### JOB 1
List every percentage figure that appears in the earnings call excerpt.

### EXCERPTED TEXT

Like Joe, I am looking forward to the opportunities a new chill pack plant in North Carolina will provide our company, our people, our customers in our growers. We have already named a division manager for our Kinston live Production Division and are recruiting growers and hiring managers for the entire complex as we speak. We have a proven model for constructing, starting up and operating a new facility and our people are anxious to get started. I’m confident our sales team will successfully find customers for our Sanderson Farms chill pack chicken.

At this point I’ll turn the call over to Mike Cockrell.

Mike Cockrell

Thank you, Lamp. Our financial results during the third quarter reflect the improved market environment described by Joe and Lampkin. Net sales for the quarter totaled $504.8 million and that’s up 8.12% from the $466.9 million during the same quarter last year. That increase was the result of an increase in poultry sales price of $0.063 per pound, offset by $9.2 million pound reduction in volume.

The $2.09 per share earned during the quarter compares to a net loss of $0.18 a share during last year’s third quarter. Our cost of sales for the three months ended July 31 as compared to the same three months during fiscal 2008 decreased 9%. The decrease is a result of the 1.4% decrease in pounds of poultry sold during the third quarter, compared to the same quarter last year and the lower feed cost.

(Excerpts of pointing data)
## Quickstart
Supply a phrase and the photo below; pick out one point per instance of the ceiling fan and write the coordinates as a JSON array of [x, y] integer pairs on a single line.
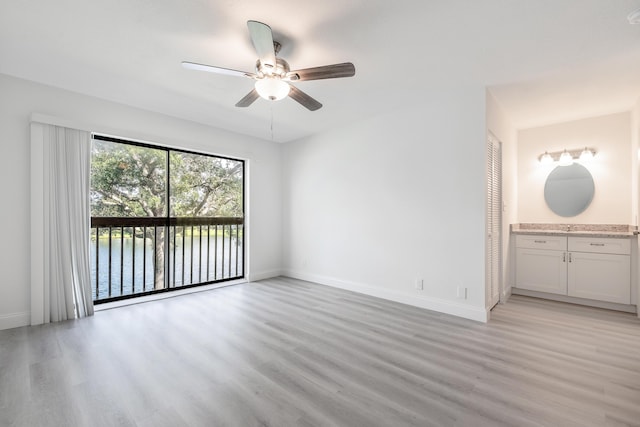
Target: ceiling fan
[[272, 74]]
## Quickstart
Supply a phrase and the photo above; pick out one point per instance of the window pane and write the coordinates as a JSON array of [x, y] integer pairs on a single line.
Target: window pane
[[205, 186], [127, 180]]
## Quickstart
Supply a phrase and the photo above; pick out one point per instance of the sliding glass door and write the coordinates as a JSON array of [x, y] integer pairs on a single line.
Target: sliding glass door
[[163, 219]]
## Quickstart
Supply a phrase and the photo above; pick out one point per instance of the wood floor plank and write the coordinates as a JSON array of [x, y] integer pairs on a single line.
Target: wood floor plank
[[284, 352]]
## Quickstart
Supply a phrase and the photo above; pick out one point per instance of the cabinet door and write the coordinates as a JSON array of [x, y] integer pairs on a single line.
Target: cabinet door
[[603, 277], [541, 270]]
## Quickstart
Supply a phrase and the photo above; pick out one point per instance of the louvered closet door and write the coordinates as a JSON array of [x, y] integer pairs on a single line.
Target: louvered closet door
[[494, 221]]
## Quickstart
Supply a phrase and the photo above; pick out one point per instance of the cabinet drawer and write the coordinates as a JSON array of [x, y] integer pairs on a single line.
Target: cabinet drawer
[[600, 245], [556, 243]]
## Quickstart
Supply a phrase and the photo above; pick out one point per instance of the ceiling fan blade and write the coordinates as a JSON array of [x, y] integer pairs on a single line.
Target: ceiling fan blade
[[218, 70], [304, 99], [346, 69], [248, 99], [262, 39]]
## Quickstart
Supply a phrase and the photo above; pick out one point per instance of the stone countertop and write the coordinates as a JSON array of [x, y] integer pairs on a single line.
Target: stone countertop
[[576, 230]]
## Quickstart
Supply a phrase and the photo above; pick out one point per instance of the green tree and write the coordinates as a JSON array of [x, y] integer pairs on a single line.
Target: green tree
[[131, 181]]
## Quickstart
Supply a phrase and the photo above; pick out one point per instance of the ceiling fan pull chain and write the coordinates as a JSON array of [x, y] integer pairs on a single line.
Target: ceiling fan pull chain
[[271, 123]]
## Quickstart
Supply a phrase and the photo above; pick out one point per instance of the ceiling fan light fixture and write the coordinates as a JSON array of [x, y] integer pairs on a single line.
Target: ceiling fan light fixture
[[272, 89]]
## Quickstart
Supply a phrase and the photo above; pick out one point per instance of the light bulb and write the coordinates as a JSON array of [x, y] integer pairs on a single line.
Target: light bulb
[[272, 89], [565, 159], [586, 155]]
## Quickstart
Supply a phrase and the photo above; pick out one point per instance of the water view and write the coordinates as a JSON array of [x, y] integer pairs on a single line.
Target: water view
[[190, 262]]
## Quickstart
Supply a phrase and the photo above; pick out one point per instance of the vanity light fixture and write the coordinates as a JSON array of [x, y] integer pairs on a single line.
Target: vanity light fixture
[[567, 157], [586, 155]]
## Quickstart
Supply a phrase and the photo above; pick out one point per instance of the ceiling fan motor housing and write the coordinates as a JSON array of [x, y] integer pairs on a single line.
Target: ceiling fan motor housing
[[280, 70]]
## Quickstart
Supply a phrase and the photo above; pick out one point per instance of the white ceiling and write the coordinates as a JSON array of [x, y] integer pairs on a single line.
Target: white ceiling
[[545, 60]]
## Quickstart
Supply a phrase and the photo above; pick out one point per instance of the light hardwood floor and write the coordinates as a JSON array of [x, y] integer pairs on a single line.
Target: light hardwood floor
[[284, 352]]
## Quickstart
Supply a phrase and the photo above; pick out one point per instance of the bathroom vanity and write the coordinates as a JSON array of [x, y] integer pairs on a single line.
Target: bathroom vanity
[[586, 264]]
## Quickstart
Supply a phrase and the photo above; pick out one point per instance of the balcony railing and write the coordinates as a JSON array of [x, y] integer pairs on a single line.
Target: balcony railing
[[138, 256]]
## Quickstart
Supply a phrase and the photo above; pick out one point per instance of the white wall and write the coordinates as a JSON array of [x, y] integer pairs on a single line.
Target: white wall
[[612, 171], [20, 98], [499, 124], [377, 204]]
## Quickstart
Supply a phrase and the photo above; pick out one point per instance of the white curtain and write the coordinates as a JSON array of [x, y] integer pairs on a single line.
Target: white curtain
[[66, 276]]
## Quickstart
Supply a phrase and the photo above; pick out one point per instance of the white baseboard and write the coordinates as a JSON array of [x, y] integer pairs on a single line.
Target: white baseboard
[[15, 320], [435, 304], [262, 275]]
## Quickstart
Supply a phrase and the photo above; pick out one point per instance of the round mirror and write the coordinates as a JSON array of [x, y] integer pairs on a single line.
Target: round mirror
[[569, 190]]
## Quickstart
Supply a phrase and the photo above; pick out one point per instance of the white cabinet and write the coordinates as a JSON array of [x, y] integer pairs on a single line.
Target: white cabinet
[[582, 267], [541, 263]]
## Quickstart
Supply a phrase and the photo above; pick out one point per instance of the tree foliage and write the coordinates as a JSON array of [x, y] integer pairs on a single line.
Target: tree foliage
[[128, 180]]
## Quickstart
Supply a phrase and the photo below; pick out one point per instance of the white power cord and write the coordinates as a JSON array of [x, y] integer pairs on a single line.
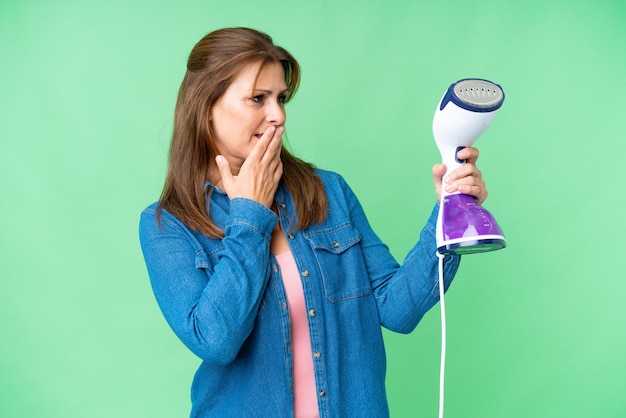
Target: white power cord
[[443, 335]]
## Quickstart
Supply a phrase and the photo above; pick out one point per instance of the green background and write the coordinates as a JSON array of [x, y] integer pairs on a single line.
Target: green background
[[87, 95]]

### JOB 2
Present the rows of pointing data as a numbered list, from their start through the line containing "[[272, 74]]", with both ends included. Omit blank lines and the pictures.

### ANSWER 1
8.12%
9%
1.4%

### ANSWER 2
1. ## Quickstart
2. Supply a phrase and the photo below; pick out one point per instance of the ceiling fan and write the coordinates as a JSON array of [x, y] integer pairs on a single line.
3. Target: ceiling fan
4. [[272, 74]]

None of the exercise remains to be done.